TRY IT —
Please reproduce the lines below verbatim, starting at the line that contains "407L103 409L99 464H133L148" and ending at the line that contains "positive clicks: (345, 302)", with both of those lines included.

Dataset items
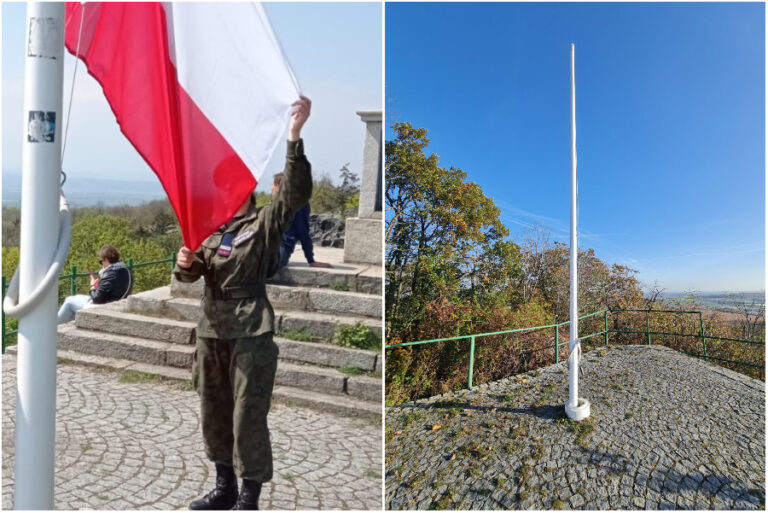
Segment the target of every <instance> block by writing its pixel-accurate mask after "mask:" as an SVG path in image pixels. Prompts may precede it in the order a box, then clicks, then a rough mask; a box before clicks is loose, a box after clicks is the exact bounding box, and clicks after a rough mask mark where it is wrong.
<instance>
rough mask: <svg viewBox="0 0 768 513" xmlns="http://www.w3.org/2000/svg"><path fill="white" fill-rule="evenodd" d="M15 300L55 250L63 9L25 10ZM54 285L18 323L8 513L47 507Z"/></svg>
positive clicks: (55, 293) (52, 7)
mask: <svg viewBox="0 0 768 513" xmlns="http://www.w3.org/2000/svg"><path fill="white" fill-rule="evenodd" d="M25 49H26V54H27V55H26V62H25V87H24V110H23V112H24V131H23V157H22V159H23V160H22V188H21V191H22V196H21V261H20V262H19V278H20V283H19V298H20V302H23V301H24V300H25V298H29V297H30V295H31V294H32V293H33V291H35V289H36V288H37V287H38V285H39V284H40V283H41V281H42V280H43V277H44V276H45V275H46V272H47V271H48V270H49V267H50V266H51V261H52V260H53V259H54V253H56V252H57V242H58V240H59V228H60V223H59V194H60V189H61V186H60V171H61V136H62V131H61V124H62V121H63V120H62V99H63V98H62V97H63V76H64V75H63V73H64V64H63V60H64V3H58V2H36V3H30V4H29V6H28V7H27V26H26V45H25ZM57 296H58V285H57V282H56V281H55V280H54V285H53V286H51V287H50V288H49V290H48V291H47V292H45V293H44V294H43V295H42V297H41V298H40V300H39V301H38V302H36V305H35V306H34V307H33V308H32V309H31V310H30V311H29V313H26V314H24V315H23V316H22V317H21V318H20V319H19V335H18V341H19V345H18V360H17V362H18V363H17V374H18V375H17V396H16V454H15V475H14V508H15V509H35V510H49V509H53V471H54V442H55V435H56V428H55V422H56V306H57Z"/></svg>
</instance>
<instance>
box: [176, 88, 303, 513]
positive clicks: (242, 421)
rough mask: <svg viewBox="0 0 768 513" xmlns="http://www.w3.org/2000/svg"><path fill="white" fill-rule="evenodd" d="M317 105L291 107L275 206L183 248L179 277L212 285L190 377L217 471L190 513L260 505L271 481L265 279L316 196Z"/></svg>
mask: <svg viewBox="0 0 768 513" xmlns="http://www.w3.org/2000/svg"><path fill="white" fill-rule="evenodd" d="M310 108H311V102H310V101H309V99H307V98H305V97H303V96H302V97H301V99H300V100H299V101H297V102H296V103H294V112H293V114H292V115H291V125H290V130H289V136H288V151H287V155H286V163H285V171H284V178H283V186H282V187H281V188H280V192H279V193H278V194H277V196H276V197H275V198H274V199H273V201H272V203H270V204H269V205H267V206H265V207H262V208H256V206H255V204H254V203H253V201H252V197H251V198H249V199H248V200H247V201H246V202H245V203H244V204H243V206H241V207H240V209H239V210H238V211H237V212H236V213H235V216H234V217H233V218H232V220H231V221H229V222H228V223H227V224H226V225H224V226H222V227H221V228H220V229H219V230H218V231H217V232H215V233H214V234H213V235H211V236H210V237H208V238H207V239H206V240H205V241H204V242H203V243H202V245H201V246H200V248H199V249H198V250H197V251H195V252H194V253H193V252H192V251H190V250H189V249H188V248H186V247H183V248H181V249H180V250H179V254H178V257H177V264H176V268H175V269H174V274H175V276H176V278H177V279H178V280H180V281H183V282H193V281H195V280H197V279H199V278H200V277H201V276H202V277H203V278H204V279H205V293H204V296H203V300H202V308H203V315H202V316H201V318H200V321H199V322H198V325H197V347H196V351H195V358H194V362H193V368H192V380H193V382H194V384H195V387H196V389H197V391H198V394H199V395H200V405H201V419H202V430H203V439H204V441H205V452H206V455H207V456H208V458H209V459H210V460H211V461H213V462H214V463H215V465H216V487H215V488H214V489H213V490H212V491H211V492H209V493H208V494H206V495H205V496H204V497H202V498H201V499H198V500H195V501H193V502H192V503H191V504H190V505H189V507H190V509H216V510H220V509H258V498H259V494H260V492H261V485H262V483H264V482H266V481H269V480H270V479H272V448H271V445H270V441H269V429H268V427H267V413H268V412H269V405H270V400H271V396H272V388H273V386H274V381H275V371H276V369H277V355H278V348H277V345H276V344H275V342H274V341H273V340H272V337H273V334H274V330H275V315H274V311H273V310H272V305H271V304H270V303H269V300H268V299H267V295H266V289H265V285H264V282H265V280H266V278H267V277H268V276H269V273H270V270H271V269H274V268H275V267H276V266H277V264H278V261H279V258H280V245H281V243H282V241H283V233H284V232H285V231H286V230H287V229H288V228H289V227H290V226H291V222H292V220H293V216H294V214H295V213H296V211H297V210H298V209H300V208H301V207H302V206H303V205H304V204H306V203H307V201H309V197H310V195H311V193H312V173H311V166H310V164H309V162H308V161H307V159H306V157H305V156H304V145H303V141H302V140H301V139H300V133H301V128H302V126H303V125H304V123H305V122H306V120H307V118H308V117H309V114H310ZM236 475H237V476H240V477H241V478H242V480H243V484H242V487H241V489H240V492H239V494H238V487H237V478H236ZM233 506H234V508H233Z"/></svg>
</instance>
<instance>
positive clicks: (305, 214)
mask: <svg viewBox="0 0 768 513" xmlns="http://www.w3.org/2000/svg"><path fill="white" fill-rule="evenodd" d="M297 242H301V249H302V250H303V251H304V258H306V259H307V262H308V263H310V264H311V263H312V262H314V261H315V257H314V252H313V251H312V237H310V236H309V203H307V204H306V205H304V206H303V207H301V208H300V209H299V211H298V212H296V216H295V217H294V218H293V223H291V227H290V228H289V229H288V231H287V232H285V236H283V247H284V248H285V249H287V250H288V254H289V255H290V254H292V253H293V250H294V249H296V243H297Z"/></svg>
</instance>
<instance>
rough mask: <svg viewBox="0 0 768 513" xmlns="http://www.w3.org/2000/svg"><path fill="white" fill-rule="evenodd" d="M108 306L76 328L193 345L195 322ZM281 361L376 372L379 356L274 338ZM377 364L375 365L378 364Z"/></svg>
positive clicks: (81, 319)
mask: <svg viewBox="0 0 768 513" xmlns="http://www.w3.org/2000/svg"><path fill="white" fill-rule="evenodd" d="M110 306H111V305H104V306H97V307H94V308H89V309H86V310H81V311H79V312H78V313H77V316H76V317H75V326H76V327H77V328H80V329H82V330H86V331H98V332H106V333H110V334H113V335H123V336H128V337H136V338H139V339H149V340H157V341H161V342H171V343H174V344H183V345H191V344H194V343H195V323H193V322H189V321H175V320H171V319H164V318H162V317H150V316H147V315H140V314H134V313H129V312H124V311H121V310H118V309H115V308H111V307H110ZM275 343H276V344H277V345H278V347H279V348H280V358H281V359H284V360H291V361H295V362H300V363H308V364H313V365H321V366H324V367H343V366H351V367H358V368H360V369H364V370H366V371H374V370H378V369H379V368H380V367H381V362H377V360H378V359H379V355H378V353H376V352H375V351H366V350H363V349H352V348H347V347H339V346H334V345H330V344H325V343H319V342H301V341H297V340H289V339H286V338H282V337H275ZM377 363H378V364H377Z"/></svg>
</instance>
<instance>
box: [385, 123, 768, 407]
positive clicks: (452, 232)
mask: <svg viewBox="0 0 768 513" xmlns="http://www.w3.org/2000/svg"><path fill="white" fill-rule="evenodd" d="M393 129H394V131H395V137H394V138H393V139H392V140H390V141H387V143H386V149H385V152H386V189H385V200H386V207H387V216H386V226H385V243H386V254H385V276H386V292H385V302H386V326H385V330H386V331H385V333H386V339H387V344H396V343H400V342H410V341H419V340H431V339H442V338H452V337H458V336H465V335H470V334H478V333H493V332H498V331H506V330H513V329H517V328H529V327H533V326H544V325H552V324H557V323H562V322H564V321H567V320H568V313H569V281H570V277H569V273H570V269H569V258H570V255H569V247H568V246H567V245H565V244H562V243H557V242H552V241H550V239H549V235H548V234H547V233H546V232H544V231H543V230H532V231H531V232H530V233H528V234H526V235H525V236H524V237H522V240H519V241H512V240H509V238H508V235H509V232H508V230H507V228H506V227H505V226H504V225H503V224H502V222H501V220H500V218H499V217H500V210H499V208H498V207H496V205H495V204H494V202H493V200H492V199H491V198H489V197H488V196H486V195H485V194H484V193H483V191H482V189H481V188H480V187H479V186H478V185H477V184H475V183H473V182H471V181H468V180H467V174H466V173H465V172H464V171H462V170H461V169H457V168H454V167H451V168H444V167H440V165H439V159H438V156H437V155H434V154H430V155H427V154H426V153H425V148H426V147H427V145H428V144H429V139H428V138H427V131H426V130H425V129H421V128H413V127H412V126H411V125H410V124H409V123H397V124H395V125H394V126H393ZM578 258H579V262H578V268H579V307H580V308H579V310H580V313H581V314H582V315H584V314H587V313H592V312H597V311H600V310H605V309H611V310H620V309H655V310H660V309H668V308H670V307H669V306H666V305H664V303H663V302H662V301H661V300H660V298H659V296H658V294H657V293H655V292H657V290H652V291H651V293H650V294H644V293H643V290H642V287H641V284H640V283H639V281H638V279H637V277H636V275H637V272H636V271H635V270H633V269H630V268H628V267H626V266H622V265H617V264H612V265H611V264H608V263H606V262H604V261H602V260H600V259H599V258H597V257H596V256H595V254H594V251H593V250H591V249H587V250H585V251H580V252H579V257H578ZM691 301H692V303H689V304H686V305H678V306H677V307H676V308H677V309H679V310H693V309H695V307H696V305H695V298H692V300H691ZM606 321H607V323H608V329H609V330H621V331H636V332H640V331H642V332H643V333H642V334H640V333H611V334H610V343H611V344H626V343H633V344H637V343H646V342H647V336H646V334H645V331H644V330H645V329H646V318H645V313H637V312H622V313H611V314H610V315H609V316H608V318H607V319H606V317H605V316H604V315H599V316H596V317H593V318H590V319H587V320H585V321H582V322H581V323H580V326H579V328H580V330H579V332H580V335H586V334H590V333H598V332H602V331H604V329H605V324H606ZM703 324H704V333H706V334H707V335H709V336H712V337H715V336H719V337H728V336H731V337H733V338H739V337H738V335H739V333H738V329H734V327H733V326H728V325H727V324H724V323H721V322H720V321H719V320H718V319H716V318H708V319H706V321H705V322H703ZM648 326H649V330H650V331H657V332H667V333H683V334H689V335H695V334H700V329H701V326H700V324H699V319H698V316H695V315H691V314H664V313H657V312H654V313H652V314H650V315H649V321H648ZM758 331H759V330H758ZM763 333H764V322H763ZM555 335H556V334H555V328H546V329H541V330H535V331H529V332H524V333H513V334H502V335H493V336H487V337H479V338H476V345H475V360H474V373H473V380H474V383H475V384H479V383H485V382H488V381H491V380H496V379H500V378H502V377H505V376H509V375H512V374H517V373H520V372H525V371H528V370H531V369H534V368H538V367H541V366H544V365H549V364H552V363H554V361H555ZM558 335H559V341H560V342H561V343H563V342H565V341H567V340H568V326H567V325H565V326H561V327H560V328H559V333H558ZM760 336H762V335H760ZM652 339H653V340H652V342H653V343H662V342H663V343H664V345H667V346H669V347H673V348H675V349H678V350H681V351H685V352H689V353H692V354H701V353H702V350H703V345H704V343H705V342H706V340H703V339H702V338H701V337H698V338H697V337H694V336H672V337H662V336H653V337H652ZM760 339H761V340H763V339H764V338H760ZM604 343H605V336H604V335H599V336H596V337H593V338H591V339H589V340H587V341H585V342H584V343H583V345H584V346H586V347H585V349H589V348H590V347H594V346H595V345H597V344H604ZM706 343H707V348H708V351H707V354H708V355H709V356H714V355H720V356H721V357H722V358H723V359H735V358H733V357H735V356H737V357H739V358H746V359H747V360H740V361H749V362H757V364H760V365H762V361H763V358H764V346H757V345H755V346H748V345H743V344H733V343H719V342H716V341H715V340H710V341H709V342H706ZM469 347H470V339H469V338H463V339H460V340H452V341H443V342H436V343H430V344H424V345H416V346H407V347H398V348H394V349H389V350H387V351H386V390H387V404H398V403H401V402H403V401H407V400H411V399H415V398H419V397H426V396H431V395H435V394H439V393H443V392H447V391H451V390H456V389H459V388H462V387H465V386H467V372H468V366H469ZM567 355H568V348H567V344H566V345H564V346H562V347H561V348H560V352H559V355H558V357H559V359H560V361H562V359H564V358H565V357H567ZM732 367H733V368H735V369H736V370H739V371H740V372H746V373H748V374H751V375H755V376H757V377H762V376H763V374H764V371H763V370H762V369H759V370H758V369H757V368H744V367H743V366H742V367H740V368H737V366H732Z"/></svg>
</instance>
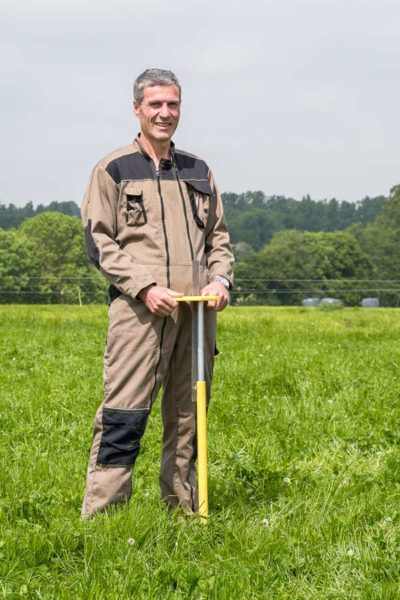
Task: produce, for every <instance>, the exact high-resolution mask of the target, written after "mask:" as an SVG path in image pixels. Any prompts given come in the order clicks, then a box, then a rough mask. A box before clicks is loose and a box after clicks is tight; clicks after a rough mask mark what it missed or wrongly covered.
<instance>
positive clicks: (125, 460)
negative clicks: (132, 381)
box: [97, 408, 149, 467]
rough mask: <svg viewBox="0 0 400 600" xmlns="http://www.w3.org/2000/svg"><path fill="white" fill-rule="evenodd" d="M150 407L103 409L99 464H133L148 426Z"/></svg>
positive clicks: (131, 464)
mask: <svg viewBox="0 0 400 600" xmlns="http://www.w3.org/2000/svg"><path fill="white" fill-rule="evenodd" d="M148 414H149V410H148V409H141V410H116V409H112V408H106V409H104V410H103V434H102V436H101V442H100V448H99V453H98V455H97V464H98V465H107V466H110V467H111V466H115V467H116V466H133V465H134V464H135V461H136V458H137V455H138V454H139V450H140V439H141V437H142V435H143V434H144V430H145V428H146V421H147V416H148Z"/></svg>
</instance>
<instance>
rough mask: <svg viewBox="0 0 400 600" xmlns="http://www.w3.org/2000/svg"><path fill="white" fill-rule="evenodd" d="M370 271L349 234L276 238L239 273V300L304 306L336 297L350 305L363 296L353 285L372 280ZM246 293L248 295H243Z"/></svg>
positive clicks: (345, 302) (334, 233) (355, 239)
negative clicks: (301, 304)
mask: <svg viewBox="0 0 400 600" xmlns="http://www.w3.org/2000/svg"><path fill="white" fill-rule="evenodd" d="M371 272H372V265H371V262H370V261H369V259H368V256H367V255H366V253H365V252H364V251H363V249H362V248H361V246H360V244H359V243H358V242H357V240H356V238H355V237H354V236H353V235H352V234H351V233H349V232H343V231H337V232H329V233H325V232H319V233H308V232H307V233H302V232H299V231H293V230H292V231H282V232H279V233H276V234H275V235H274V237H273V239H272V241H271V243H270V244H268V245H267V246H265V247H264V248H263V249H262V250H261V251H260V252H258V253H254V254H252V255H247V256H245V257H244V258H243V260H242V262H240V263H239V264H238V266H237V269H236V280H237V287H236V291H237V292H239V300H241V301H248V300H250V301H251V302H256V303H266V304H277V303H278V304H300V303H301V301H302V299H304V298H305V297H308V296H316V297H322V296H327V295H329V296H332V295H335V296H338V297H339V298H340V299H342V300H343V301H344V302H345V303H346V304H355V303H358V302H359V301H360V300H361V298H362V297H363V296H364V293H363V292H362V291H360V292H356V291H353V290H354V289H359V288H360V286H359V285H358V284H356V283H355V282H354V281H353V280H354V279H368V277H369V276H370V274H371ZM245 290H247V292H246V291H245Z"/></svg>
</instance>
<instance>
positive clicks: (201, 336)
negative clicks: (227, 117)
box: [174, 296, 219, 525]
mask: <svg viewBox="0 0 400 600" xmlns="http://www.w3.org/2000/svg"><path fill="white" fill-rule="evenodd" d="M174 300H176V301H177V302H194V303H195V304H196V311H195V312H194V317H195V326H196V329H197V336H196V337H197V349H196V356H195V363H196V377H197V380H196V404H197V485H198V491H199V515H200V518H201V521H202V523H204V524H205V525H206V524H207V518H208V476H207V398H206V396H207V393H206V382H205V376H204V302H215V301H217V300H219V297H218V296H182V297H181V298H174Z"/></svg>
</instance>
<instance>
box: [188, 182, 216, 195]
mask: <svg viewBox="0 0 400 600" xmlns="http://www.w3.org/2000/svg"><path fill="white" fill-rule="evenodd" d="M183 181H184V182H185V183H186V184H187V185H188V186H190V187H192V188H193V189H195V190H196V192H200V194H205V195H206V196H214V193H213V191H212V189H211V186H210V183H209V182H208V180H207V179H184V180H183Z"/></svg>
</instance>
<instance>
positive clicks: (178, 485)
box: [160, 305, 216, 513]
mask: <svg viewBox="0 0 400 600" xmlns="http://www.w3.org/2000/svg"><path fill="white" fill-rule="evenodd" d="M204 316H205V332H206V334H205V376H206V382H207V400H208V401H209V399H210V389H211V378H212V370H213V364H214V348H215V331H216V315H215V313H212V312H211V311H208V310H205V315H204ZM177 325H178V332H177V337H176V342H175V346H174V349H173V353H172V355H171V359H170V364H169V369H168V372H167V374H166V378H165V381H164V393H163V398H162V416H163V425H164V432H163V454H162V461H161V470H160V488H161V497H162V498H163V499H164V500H165V501H166V503H167V504H168V505H169V506H171V507H174V506H181V507H182V508H183V509H184V510H185V511H186V512H188V513H191V512H193V511H195V510H197V505H198V500H197V485H196V468H195V461H196V403H195V402H193V400H192V372H191V368H192V362H191V355H192V328H191V310H190V307H189V306H187V305H181V306H180V307H179V317H178V323H177Z"/></svg>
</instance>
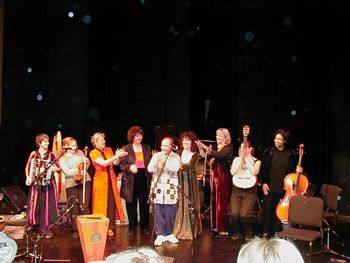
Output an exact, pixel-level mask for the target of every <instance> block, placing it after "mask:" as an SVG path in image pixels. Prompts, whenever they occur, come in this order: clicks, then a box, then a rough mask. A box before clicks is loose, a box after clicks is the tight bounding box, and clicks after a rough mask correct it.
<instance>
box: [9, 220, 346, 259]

EXERCISE SOLUTION —
rough mask: <svg viewBox="0 0 400 600" xmlns="http://www.w3.org/2000/svg"><path fill="white" fill-rule="evenodd" d="M150 407L103 409L99 464H133L148 426Z"/></svg>
positive clicks: (131, 464)
mask: <svg viewBox="0 0 400 600" xmlns="http://www.w3.org/2000/svg"><path fill="white" fill-rule="evenodd" d="M148 414H149V410H148V409H141V410H116V409H112V408H106V409H104V410H103V434H102V436H101V442H100V448H99V453H98V455H97V464H98V465H107V466H110V467H111V466H115V467H116V466H133V465H134V464H135V461H136V458H137V455H138V454H139V450H140V439H141V437H142V435H143V434H144V430H145V428H146V421H147V416H148Z"/></svg>
</instance>
<instance>
rough mask: <svg viewBox="0 0 400 600" xmlns="http://www.w3.org/2000/svg"><path fill="white" fill-rule="evenodd" d="M370 271L349 234L276 238L239 273V300L304 306L336 297L350 305L363 296L353 285L372 280ZM246 293L248 295H243Z"/></svg>
positive clicks: (345, 302) (334, 233) (355, 239)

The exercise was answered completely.